- _Problem_
Which lines in the data below contain the word "gravel"? Return each of them.

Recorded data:
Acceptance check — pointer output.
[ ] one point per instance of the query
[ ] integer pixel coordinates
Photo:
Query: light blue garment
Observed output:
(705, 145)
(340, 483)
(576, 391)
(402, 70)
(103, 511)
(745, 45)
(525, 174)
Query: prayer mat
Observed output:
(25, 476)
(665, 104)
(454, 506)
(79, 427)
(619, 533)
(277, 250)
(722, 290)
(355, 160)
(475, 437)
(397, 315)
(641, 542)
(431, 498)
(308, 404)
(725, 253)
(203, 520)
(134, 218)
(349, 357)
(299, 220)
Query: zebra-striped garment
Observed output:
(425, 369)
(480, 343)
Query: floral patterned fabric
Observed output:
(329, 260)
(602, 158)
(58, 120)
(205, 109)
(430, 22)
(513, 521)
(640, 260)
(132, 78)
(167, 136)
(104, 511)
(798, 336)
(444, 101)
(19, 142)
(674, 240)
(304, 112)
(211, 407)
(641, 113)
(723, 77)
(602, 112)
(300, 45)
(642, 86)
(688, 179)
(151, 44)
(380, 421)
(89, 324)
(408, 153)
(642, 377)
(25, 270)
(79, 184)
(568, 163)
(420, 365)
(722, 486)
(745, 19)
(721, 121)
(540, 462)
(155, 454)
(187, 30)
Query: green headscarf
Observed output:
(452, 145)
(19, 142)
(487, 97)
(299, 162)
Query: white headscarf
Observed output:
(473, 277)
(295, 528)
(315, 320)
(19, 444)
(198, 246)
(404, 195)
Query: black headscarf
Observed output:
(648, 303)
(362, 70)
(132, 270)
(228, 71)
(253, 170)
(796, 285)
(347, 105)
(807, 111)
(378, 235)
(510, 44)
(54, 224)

* * *

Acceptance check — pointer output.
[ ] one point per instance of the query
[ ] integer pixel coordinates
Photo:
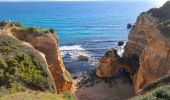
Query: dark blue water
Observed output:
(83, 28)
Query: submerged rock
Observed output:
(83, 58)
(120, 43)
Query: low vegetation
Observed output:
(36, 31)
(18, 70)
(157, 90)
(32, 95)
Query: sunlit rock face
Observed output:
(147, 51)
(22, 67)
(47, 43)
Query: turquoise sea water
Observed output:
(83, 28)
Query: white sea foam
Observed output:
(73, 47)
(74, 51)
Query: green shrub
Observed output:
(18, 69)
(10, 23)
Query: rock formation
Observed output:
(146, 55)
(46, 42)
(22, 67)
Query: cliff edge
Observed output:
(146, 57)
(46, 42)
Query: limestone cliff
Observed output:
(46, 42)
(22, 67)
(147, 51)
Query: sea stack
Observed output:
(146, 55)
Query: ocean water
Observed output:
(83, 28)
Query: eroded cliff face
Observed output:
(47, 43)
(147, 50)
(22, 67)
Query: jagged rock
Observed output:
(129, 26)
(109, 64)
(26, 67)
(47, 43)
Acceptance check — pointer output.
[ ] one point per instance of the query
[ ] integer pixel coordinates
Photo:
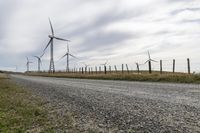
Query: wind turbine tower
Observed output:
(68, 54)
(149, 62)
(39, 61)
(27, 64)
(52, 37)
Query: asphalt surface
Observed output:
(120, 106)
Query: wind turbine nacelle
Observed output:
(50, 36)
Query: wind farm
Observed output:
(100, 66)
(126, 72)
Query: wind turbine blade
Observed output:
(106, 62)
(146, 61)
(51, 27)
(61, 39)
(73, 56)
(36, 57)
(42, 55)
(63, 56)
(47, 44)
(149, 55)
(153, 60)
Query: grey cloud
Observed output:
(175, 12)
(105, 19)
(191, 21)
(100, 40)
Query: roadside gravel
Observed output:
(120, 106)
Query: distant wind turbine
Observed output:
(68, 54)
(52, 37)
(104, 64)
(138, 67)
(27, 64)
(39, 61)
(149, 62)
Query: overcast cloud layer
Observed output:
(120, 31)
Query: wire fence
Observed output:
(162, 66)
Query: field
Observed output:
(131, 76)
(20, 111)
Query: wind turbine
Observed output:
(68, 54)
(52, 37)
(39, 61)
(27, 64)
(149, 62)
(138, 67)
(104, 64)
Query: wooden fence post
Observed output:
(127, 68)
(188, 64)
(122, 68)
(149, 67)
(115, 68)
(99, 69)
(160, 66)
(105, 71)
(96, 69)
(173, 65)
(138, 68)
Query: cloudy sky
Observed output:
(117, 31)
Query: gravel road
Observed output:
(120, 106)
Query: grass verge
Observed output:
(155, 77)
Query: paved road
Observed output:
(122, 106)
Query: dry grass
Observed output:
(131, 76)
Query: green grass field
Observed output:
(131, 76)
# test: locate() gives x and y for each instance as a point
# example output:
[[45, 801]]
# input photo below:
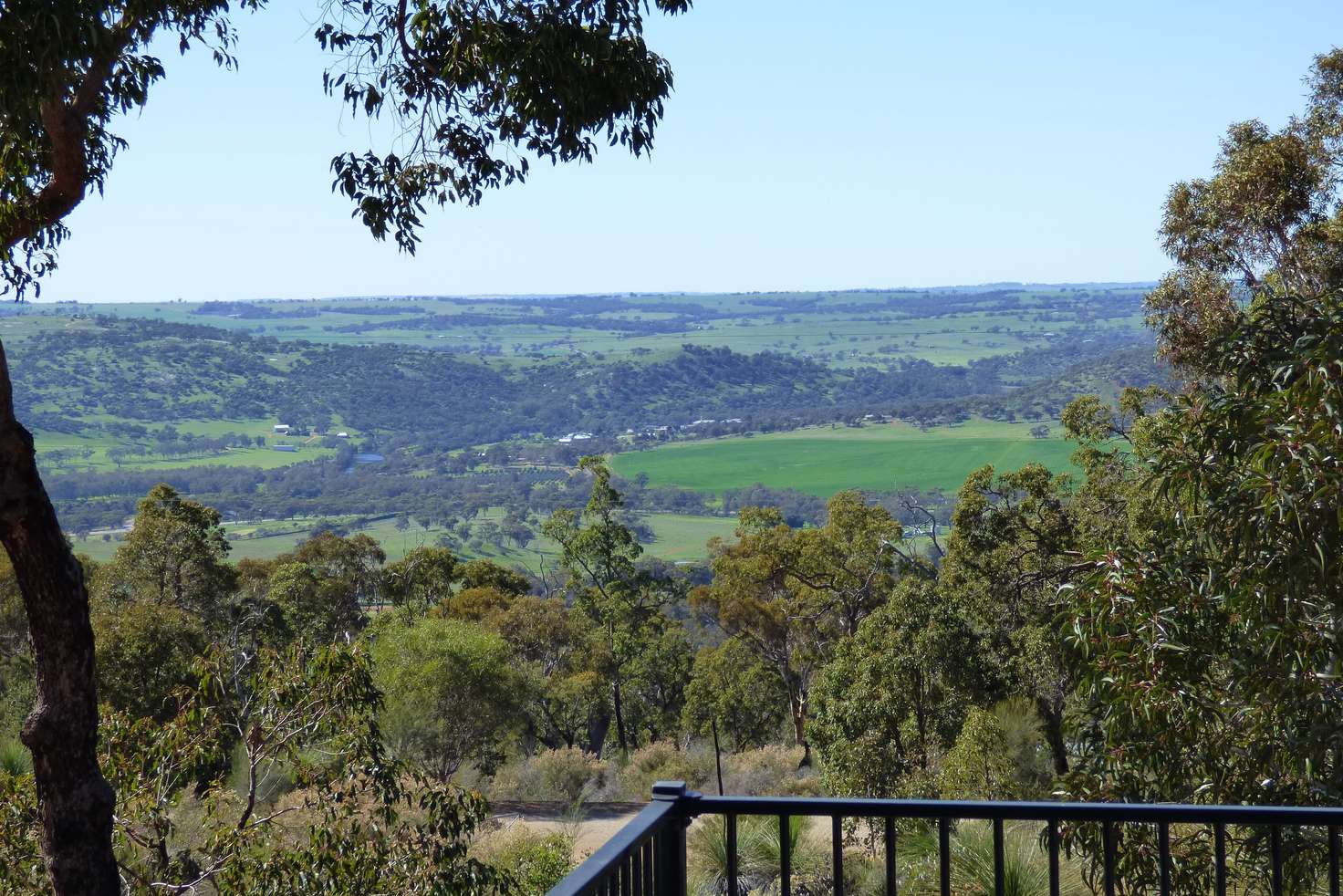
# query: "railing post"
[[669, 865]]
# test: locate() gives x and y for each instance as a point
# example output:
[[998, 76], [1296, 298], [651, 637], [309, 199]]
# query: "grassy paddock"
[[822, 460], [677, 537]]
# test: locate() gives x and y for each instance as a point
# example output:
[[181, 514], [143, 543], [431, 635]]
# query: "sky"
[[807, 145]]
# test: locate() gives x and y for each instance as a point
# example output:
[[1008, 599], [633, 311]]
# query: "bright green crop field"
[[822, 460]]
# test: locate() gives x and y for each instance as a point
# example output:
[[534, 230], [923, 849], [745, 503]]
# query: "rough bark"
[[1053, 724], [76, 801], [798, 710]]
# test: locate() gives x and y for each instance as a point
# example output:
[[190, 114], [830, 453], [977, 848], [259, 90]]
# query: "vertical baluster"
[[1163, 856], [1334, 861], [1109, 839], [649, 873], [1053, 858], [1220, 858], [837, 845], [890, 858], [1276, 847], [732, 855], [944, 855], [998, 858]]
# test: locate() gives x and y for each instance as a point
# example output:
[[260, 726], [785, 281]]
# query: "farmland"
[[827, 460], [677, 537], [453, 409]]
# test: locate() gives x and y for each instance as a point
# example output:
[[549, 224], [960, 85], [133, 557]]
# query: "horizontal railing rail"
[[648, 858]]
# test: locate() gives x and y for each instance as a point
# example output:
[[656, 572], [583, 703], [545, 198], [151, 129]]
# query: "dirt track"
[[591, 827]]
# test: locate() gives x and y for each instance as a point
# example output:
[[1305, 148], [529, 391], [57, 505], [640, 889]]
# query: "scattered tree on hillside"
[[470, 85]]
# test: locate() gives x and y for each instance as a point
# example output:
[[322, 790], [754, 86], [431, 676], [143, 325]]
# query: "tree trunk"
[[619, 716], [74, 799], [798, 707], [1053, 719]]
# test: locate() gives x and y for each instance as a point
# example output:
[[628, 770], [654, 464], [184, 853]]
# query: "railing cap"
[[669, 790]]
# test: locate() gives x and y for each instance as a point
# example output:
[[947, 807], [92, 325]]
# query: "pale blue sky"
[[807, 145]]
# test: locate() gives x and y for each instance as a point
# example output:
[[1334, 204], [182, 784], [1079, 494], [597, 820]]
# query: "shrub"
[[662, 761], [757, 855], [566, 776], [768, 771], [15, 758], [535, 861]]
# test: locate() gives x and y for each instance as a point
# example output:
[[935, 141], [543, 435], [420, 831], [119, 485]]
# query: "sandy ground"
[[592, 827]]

- _Response_
Query: roadside gravel
Query: gravel road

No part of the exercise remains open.